>> begin QUOTED TEXT
Wednesday, April 5, 2023
(in North America and South America)
Thursday, April 6, 2023
(outside of North American and South America)
©2023 University of Waterloo
Time: 75 minutes
Number of Questions: 4
Each question is worth 10 marks.
Calculating devices are allowed, provided that they do not have any of the following features: (i) internet access, (ii) the ability to communicate with other devices, (iii) information previously stored by students (such as formulas, programs, notes, etc.), (iv) a computer algebra system, (v) dynamic geometry software.
Parts of each question can be of two types:
WRITE ALL ANSWERS IN THE ANSWER BOOKLET PROVIDED.
Useful Fact:
It may be helpful to know that the sum of the \(n\) integers from 1 to \(n\) equals \(\frac{1}{2}n(n+1)\);
that is, \(1+2+3+\cdots+
(n-1)+n=\frac{1}{2}n(n+1)\).
At Monday’s practice, Lonnie sprints 200 m a total of 24 times. At Tuesday’s practice, he sprints 240 m a total of 20 times. On both days, he rests for 30 s between each consecutive pair of sprints. Lonnie sprints at a constant speed of 8 m/s.
On Monday, how many times does Lonnie
take the 30 s rest between consecutive pairs of sprints?
On Monday, determine Lonnie’s total
practice time. That is, determine the total number of seconds between
the start of his first sprint and the end of his last sprint, including
the rests.
Determine how many fewer seconds
Tuesday’s practice will take compared to Monday’s practice.
Consider the following arrangement of positive integers.
\(1\) | ||||
\(2\) | \(4\) | |||
\(5\) | \(7\) | \(9\) | ||
\(10\) | \(12\) | \(14\) | \(16\) | |
\(\vdots\) |
The 1st row includes the odd integer \(1\), and the 2nd row includes the two even integers \(2\) and \(4\). For \(k\geq2\), the \(k\)th row
begins with the integer that is one more than the last integer in the previous row,
includes, in increasing order, \(k\) consecutive odd integers when \(k\) is odd, and
includes, in increasing order, \(k\) consecutive even integers when \(k\) is even.
>> end QUOTED TEXT
>> begin DATA BLOCK
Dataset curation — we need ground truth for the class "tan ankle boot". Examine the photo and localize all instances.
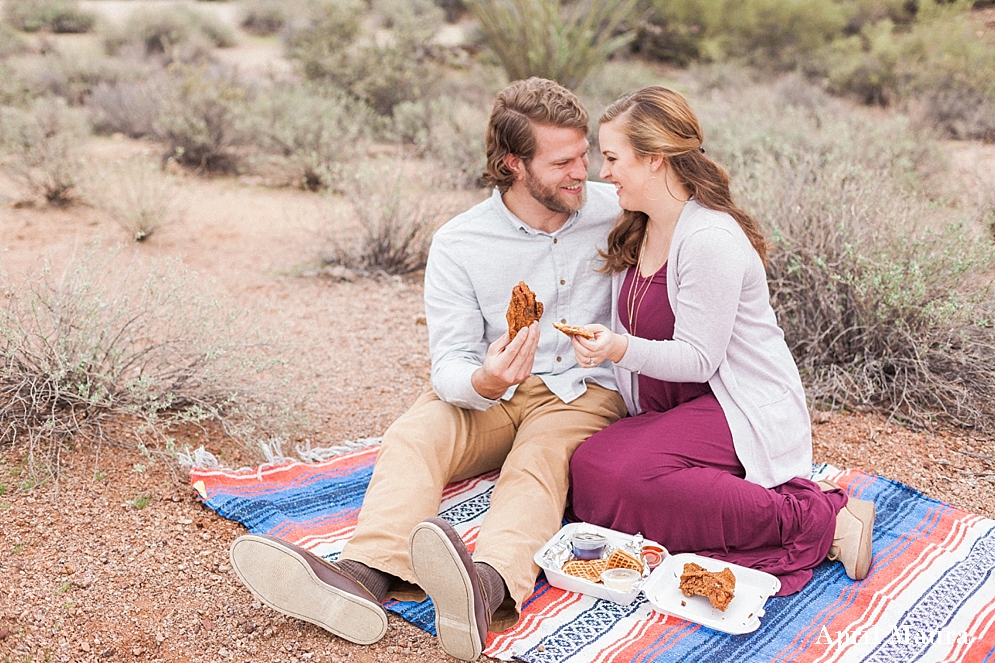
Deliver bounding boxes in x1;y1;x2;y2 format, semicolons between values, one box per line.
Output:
828;498;875;580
>> end DATA BLOCK
SET EXERCISE 1 >> How much time does the contest text give for the exam?
SET EXERCISE 2 >> Quote everything in the contest text from "On Monday, how" down to "of positive integers.".

RESULT 1 >> 75 minutes.

RESULT 2 >>
On Monday, how many times does Lonnie
take the 30 s rest between consecutive pairs of sprints?
On Monday, determine Lonnie’s total
practice time. That is, determine the total number of seconds between
the start of his first sprint and the end of his last sprint, including
the rests.
Determine how many fewer seconds
Tuesday’s practice will take compared to Monday’s practice.
Consider the following arrangement of positive integers.